Instructions for the task ▸ From the financial statement notes below, reproduce verbatim the portion that begins with the words containing "On April 22, 2020, the" and ends with "funded this commitment.".

Passage shown ▸
NOTES TO CONDENSED CONSOLIDATED FINANCIAL STATEMENTS

(UNAUDITED)

 

On November 18, 2019, the Company entered into another similar arrangement with the (February 1, 2019) investor above whereby the investor would advance up to $225,000 in exchange for a perpetual 2.25% rate Payment on the Company’s quarterly Revenues (commencing on quarter ending May 31, 2020). At February 29, 2020, the investor has advanced $109,000 and the investor advanced the $116,000 remainder as of May 2020.

 

On December 30, 2019, the Company entered into another similar arrangement with a new investor whereby the investor would advance up to $100,000 in exchange for a perpetual 1.00% rate Payment on the Company’s quarterly Revenues (commencing quarter ended November 30, 2020). At February 29, 2020, the investor has advanced $50,000 with the remainder to be advanced no later than June 30, 2020. If the total investor advances turns out to be less than $100,000, this would not constitute a breach of the agreement, rather the 1.00% rate would be adjusted on a pro-rata basis.

 

On April 22, 2020, the Company entered into another similar arrangement with the (first May 9, 2019) investor above whereby the investor would advance up to $100,000 in exchange for a perpetual 1.00% rate Payment on the Company’s quarterly Revenues. At May 31, 2020, the investor has fully funded this commitment.

 

On July 1, 2020, the Company entered into a similar agreement with the first investor whereby the investor would pay up to $800,000 in exchange for a perpetual 2.75% rate payment (Payment) on the Company’s reported quarterly revenue. These Payments are to be made 90 days after the fiscal quarter with the first payment being due no later than May 31, 2021. If the Payments would deplete RAD’s available cash by more than 20%, the payment may be deferred. The investor had agreed to pay $100,000 per month over an 8 month period with the first payment due July 2020 and the final payment no later than February 28, 2021. As at August 31, 2020 the investor had fully funded the $800,000 commitment.

Collected material ▸

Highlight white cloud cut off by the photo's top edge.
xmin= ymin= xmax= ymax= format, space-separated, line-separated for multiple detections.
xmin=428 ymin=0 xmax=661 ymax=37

Response to this task ▸
On April 22, 2020, the Company entered into another similar arrangement with the (first May 9, 2019) investor above whereby the investor would advance up to $100,000 in exchange for a perpetual 1.00% rate Payment on the Company’s quarterly Revenues. At May 31, 2020, the investor has fully funded this commitment.